THE REQUEST: Present every line of the entries below as a numbered list, leaving out any blank lines.

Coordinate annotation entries

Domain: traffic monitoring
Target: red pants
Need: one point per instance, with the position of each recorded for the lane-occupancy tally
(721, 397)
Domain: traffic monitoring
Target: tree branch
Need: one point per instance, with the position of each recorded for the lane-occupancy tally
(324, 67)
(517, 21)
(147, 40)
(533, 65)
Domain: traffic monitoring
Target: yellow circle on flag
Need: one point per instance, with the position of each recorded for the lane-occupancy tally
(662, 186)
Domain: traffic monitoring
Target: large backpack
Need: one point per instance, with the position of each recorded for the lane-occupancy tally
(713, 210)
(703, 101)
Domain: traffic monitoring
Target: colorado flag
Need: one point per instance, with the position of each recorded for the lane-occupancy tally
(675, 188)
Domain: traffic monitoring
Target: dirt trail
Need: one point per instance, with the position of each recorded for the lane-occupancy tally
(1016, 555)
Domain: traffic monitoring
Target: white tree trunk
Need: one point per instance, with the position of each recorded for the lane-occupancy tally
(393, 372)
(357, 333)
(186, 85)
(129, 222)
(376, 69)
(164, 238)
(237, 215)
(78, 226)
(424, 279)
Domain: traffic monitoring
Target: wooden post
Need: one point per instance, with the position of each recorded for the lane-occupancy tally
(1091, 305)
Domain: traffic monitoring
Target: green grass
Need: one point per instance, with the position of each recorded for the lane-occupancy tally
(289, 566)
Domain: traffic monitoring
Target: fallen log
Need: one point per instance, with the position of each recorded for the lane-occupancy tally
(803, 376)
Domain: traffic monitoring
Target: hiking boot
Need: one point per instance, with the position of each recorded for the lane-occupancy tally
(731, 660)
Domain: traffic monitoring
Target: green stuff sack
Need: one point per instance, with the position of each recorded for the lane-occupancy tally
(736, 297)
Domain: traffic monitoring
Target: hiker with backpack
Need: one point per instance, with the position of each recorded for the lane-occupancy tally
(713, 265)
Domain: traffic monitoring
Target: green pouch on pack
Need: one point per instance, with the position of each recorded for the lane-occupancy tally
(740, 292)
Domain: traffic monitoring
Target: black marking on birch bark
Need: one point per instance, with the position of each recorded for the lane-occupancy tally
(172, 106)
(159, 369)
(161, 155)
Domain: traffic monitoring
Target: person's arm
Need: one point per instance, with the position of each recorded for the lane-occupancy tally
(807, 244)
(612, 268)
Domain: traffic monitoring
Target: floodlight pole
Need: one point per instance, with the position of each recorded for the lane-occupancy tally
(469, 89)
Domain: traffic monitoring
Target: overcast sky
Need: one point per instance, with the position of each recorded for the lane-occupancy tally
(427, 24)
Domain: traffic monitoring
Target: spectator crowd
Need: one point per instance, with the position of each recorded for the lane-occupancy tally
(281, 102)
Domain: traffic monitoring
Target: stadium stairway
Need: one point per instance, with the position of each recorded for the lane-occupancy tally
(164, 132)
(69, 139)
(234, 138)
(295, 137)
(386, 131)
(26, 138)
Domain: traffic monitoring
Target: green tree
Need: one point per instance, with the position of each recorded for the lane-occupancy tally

WRITTEN RESPONSE:
1. Domain: traffic monitoring
2. Target: red pants
3. Need: one point per instance, with the position of each recorded for the lane-occupancy tally
4. (721, 397)
5. Domain: traffic monitoring
6. Target: tree branch
7. Need: one point per instance, with the position of each recorded for the lane-occupancy tally
8. (324, 67)
9. (517, 21)
10. (147, 40)
11. (533, 65)
12. Domain: traffic monitoring
13. Target: yellow circle on flag
14. Need: one point per instance, with the position of each recorded for the lane-occupancy tally
15. (662, 186)
16. Domain: traffic monitoring
17. Target: large backpack
18. Need: one point per instance, with the position of each recorded for the lane-occupancy tally
19. (713, 210)
20. (703, 101)
21. Domain: traffic monitoring
22. Target: colorado flag
23. Need: one point per instance, with the position of each recorded for the lane-occupancy tally
24. (675, 188)
25. Domain: traffic monitoring
26. Target: dirt trail
27. Need: one point per instance, with the position of each recorded for the lane-occupancy tally
28. (1016, 555)
29. Domain: traffic monitoring
30. Target: white tree trunk
31. Need: one point per instance, with the position of each recorded for the lane-occupancy tally
32. (393, 372)
33. (357, 333)
34. (186, 85)
35. (129, 222)
36. (376, 69)
37. (164, 238)
38. (237, 215)
39. (78, 226)
40. (424, 279)
41. Domain: traffic monitoring
42. Target: wooden post
43. Need: one point per instance, with the position of each recorded for the lane-occupancy tally
44. (1091, 305)
45. Domain: traffic monitoring
46. Target: green grass
47. Need: one point per instance, with the position of each recorded for the lane-occupancy tally
48. (289, 566)
49. Domain: traffic monitoring
50. Target: fallen log
51. Need: one point per instance, with the position of each recorded for the lane-occupancy tally
52. (803, 376)
53. Domain: traffic monitoring
54. Target: hiking boot
55. Need: one point per instance, with the position of each recorded for the lane-occupancy tally
56. (731, 660)
57. Domain: traffic monitoring
58. Target: green stuff sack
59. Need: one point per instance, with the position of each recorded for the lane-occupancy tally
60. (736, 297)
61. Domain: traffic monitoring
62. Target: hiker with backpack
63. Need: one point per instance, with the position of each recorded for the lane-occupancy tally
64. (713, 265)
65. Domain: traffic monitoring
66. Target: green pouch on pack
67. Need: one point per instance, with the position of each recorded for the lane-occupancy tally
68. (740, 292)
69. Domain: traffic monitoring
70. Target: black marking on birch bark
71. Need: one point per instance, with the position of each recorded for the lane-occupancy tally
72. (172, 106)
73. (159, 369)
74. (161, 155)
75. Domain: traffic monitoring
76. Target: person's arm
77. Need: one point per instance, with the position of each recorded for the lane-occupancy tally
78. (807, 244)
79. (612, 268)
80. Domain: traffic monitoring
81. Target: floodlight pole
82. Need: one point per instance, with the position of each recorded for the lane-occupancy tally
83. (469, 89)
84. Domain: traffic monitoring
85. Target: overcast sky
86. Need: one point per instance, with the position of each recorded for the lane-occupancy tally
87. (427, 24)
88. Domain: traffic monitoring
89. Target: spectator crowd
90. Need: one point per instance, with the position of each recorded for the lane-occupancy tally
91. (281, 102)
92. Domain: traffic monitoring
93. Target: stadium stairway
94. Need: one point per instance, with the position of each recorded for the lane-occupancy tally
95. (164, 132)
96. (69, 139)
97. (234, 138)
98. (295, 137)
99. (386, 131)
100. (26, 138)
101. Domain: traffic monitoring
102. Target: green tree
103. Need: one point per instance, with the position of each recorded for the lane-occupancy tally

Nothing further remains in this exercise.